### THE TASK
Filter the records below and list every line that contains the word "blue".

### DATA PROVIDED

## start

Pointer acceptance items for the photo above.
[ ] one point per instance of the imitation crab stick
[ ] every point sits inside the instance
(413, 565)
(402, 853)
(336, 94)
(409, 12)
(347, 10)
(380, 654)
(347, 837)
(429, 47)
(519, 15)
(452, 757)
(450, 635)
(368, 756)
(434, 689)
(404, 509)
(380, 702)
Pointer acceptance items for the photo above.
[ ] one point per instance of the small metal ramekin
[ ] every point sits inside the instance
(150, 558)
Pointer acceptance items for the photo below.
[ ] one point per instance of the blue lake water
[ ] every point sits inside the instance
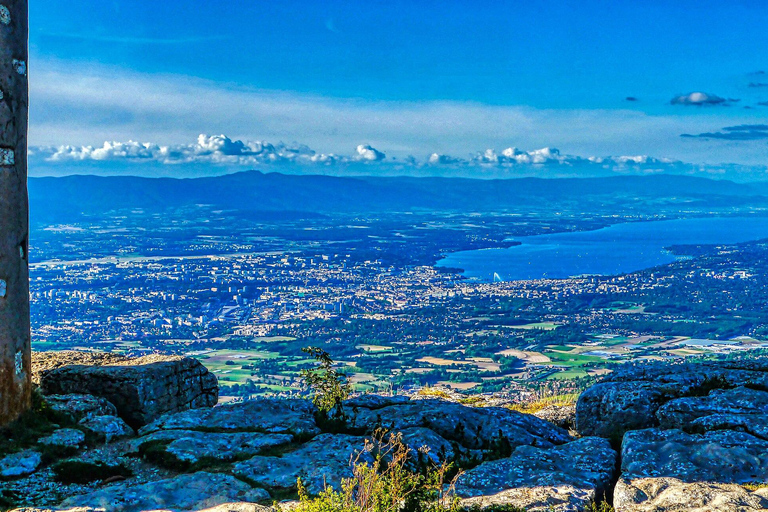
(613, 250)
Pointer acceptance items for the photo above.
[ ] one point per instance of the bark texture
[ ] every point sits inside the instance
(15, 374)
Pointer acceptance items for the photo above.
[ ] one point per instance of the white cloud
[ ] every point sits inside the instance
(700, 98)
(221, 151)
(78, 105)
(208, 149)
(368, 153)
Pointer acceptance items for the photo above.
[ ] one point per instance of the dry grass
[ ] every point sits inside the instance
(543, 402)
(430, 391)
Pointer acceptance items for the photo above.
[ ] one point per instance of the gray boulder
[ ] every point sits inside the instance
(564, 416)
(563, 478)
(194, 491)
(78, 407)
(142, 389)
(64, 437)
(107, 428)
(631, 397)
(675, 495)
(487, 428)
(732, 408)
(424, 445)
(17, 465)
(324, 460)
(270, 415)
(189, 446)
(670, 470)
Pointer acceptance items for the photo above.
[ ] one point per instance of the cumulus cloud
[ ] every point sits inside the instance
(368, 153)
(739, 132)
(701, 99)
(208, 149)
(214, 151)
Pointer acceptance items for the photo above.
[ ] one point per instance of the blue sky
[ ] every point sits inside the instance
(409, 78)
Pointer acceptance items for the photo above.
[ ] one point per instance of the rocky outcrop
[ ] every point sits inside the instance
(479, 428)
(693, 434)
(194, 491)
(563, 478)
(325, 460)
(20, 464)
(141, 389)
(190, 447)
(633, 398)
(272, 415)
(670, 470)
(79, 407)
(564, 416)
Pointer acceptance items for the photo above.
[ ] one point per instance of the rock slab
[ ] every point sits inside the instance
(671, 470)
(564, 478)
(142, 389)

## end
## start

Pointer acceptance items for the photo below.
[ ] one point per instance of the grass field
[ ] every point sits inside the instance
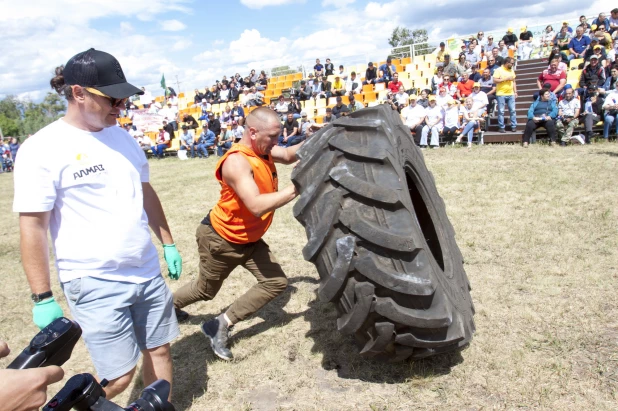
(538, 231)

## end

### WRITTEN SOLUTION
[ ] one point per instance of the blue lake water
[ ] one point per instance of the blue sky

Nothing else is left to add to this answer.